──────── INFORMATION GIVEN
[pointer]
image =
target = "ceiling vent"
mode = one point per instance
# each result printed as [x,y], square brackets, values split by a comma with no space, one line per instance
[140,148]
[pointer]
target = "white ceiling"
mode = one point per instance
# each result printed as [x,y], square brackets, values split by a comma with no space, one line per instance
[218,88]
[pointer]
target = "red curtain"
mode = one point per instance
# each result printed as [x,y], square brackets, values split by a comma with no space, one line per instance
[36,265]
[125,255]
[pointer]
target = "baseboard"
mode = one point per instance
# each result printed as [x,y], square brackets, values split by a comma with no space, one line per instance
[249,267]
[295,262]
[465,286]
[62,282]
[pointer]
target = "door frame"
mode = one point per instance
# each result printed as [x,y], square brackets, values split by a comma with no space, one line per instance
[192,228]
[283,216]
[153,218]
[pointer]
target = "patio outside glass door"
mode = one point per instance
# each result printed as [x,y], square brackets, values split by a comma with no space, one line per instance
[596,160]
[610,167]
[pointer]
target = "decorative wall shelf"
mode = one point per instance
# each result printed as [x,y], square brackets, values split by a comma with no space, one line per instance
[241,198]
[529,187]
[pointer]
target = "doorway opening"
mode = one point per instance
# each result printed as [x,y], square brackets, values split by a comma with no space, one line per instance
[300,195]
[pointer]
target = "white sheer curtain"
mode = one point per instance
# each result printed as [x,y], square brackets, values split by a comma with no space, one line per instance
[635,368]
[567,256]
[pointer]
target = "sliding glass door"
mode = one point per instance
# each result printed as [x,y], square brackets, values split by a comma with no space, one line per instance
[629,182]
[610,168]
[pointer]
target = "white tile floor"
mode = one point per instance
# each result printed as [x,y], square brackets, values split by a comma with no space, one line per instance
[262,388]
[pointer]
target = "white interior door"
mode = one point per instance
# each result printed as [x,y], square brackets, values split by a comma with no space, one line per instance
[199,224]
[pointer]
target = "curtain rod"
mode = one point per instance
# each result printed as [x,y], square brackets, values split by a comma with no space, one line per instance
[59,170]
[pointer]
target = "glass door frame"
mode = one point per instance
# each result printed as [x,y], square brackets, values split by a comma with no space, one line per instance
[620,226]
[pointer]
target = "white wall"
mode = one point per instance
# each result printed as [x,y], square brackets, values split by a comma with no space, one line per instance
────────────────
WHAT YOU WILL DO:
Give the entries once more, exactly as they appear.

RESULT OF THE EXERCISE:
[pointer]
image =
target = "ceiling vent"
mode = one point per instance
# each result printed as [x,y], square brackets, values split by a comma with no space, one line per instance
[140,148]
[pointer]
target = "white ceiling"
mode = one point per instance
# each result printed as [x,y], square brackets, values split by a comma with no space, one line per instance
[218,88]
[pointer]
target = "red curtain"
mode = one point per instance
# each result printed as [x,y], square brackets, values split by a comma with no space, one line per instance
[36,265]
[125,255]
[pointer]
target = "baseboard"
mode = one point per instance
# each result printed as [x,y], square brackets, values split by a comma with no space, one line per instance
[249,267]
[295,262]
[465,286]
[62,282]
[pointer]
target = "door frame"
mode = one point per instance
# each result printed as [x,y], square brackets, values split by a comma with no space, one line per instance
[192,228]
[283,216]
[153,218]
[pointer]
target = "patio outside glass door"
mode = one point per instance
# each result printed as [x,y], square brackets, values split by a comma with no space, one line per instance
[596,160]
[610,167]
[pointer]
target = "decorative wall shelf"
mode = one point per instance
# each result printed as [x,y], square brackets, values split by a comma with no space, one line per instance
[241,198]
[529,187]
[pointer]
target = "doorway opening"
mode = one point per instance
# each result printed as [x,y], square brackets, values split by a comma with no space, one line per instance
[300,195]
[pointer]
target = "white sheer curtain"
mode = one point per instance
# each result printed as [x,y], square brackets, values split by a comma with no space, one line per instance
[635,368]
[567,256]
[pointer]
target = "sliding glass door"
mode = one point per instance
# each result printed as [x,y], square brackets, values split by a comma with no space, one line per instance
[629,182]
[610,168]
[pointer]
target = "white tile floor"
mode = one point per instance
# each result printed as [x,y], square brackets, values split by a comma with no space, one line per instance
[262,388]
[pointer]
target = "white interior door"
mode = one point per instance
# each result printed as [x,y], square brackets, values split by a comma with no space, one line per instance
[199,224]
[pointer]
target = "curtain rod"
mode = one point per instance
# each result printed as [x,y], square brackets, values split by a comma with no space, one line per instance
[59,170]
[pointer]
target = "glass door frame"
mode = one point per instance
# each result printed as [x,y], square brackets, values split by a comma with no space, one line per instance
[620,226]
[pointer]
target = "white wall"
mode = one point per instance
# each result printed as [x,y], square brackets, values split by a comma with no space, one line per instance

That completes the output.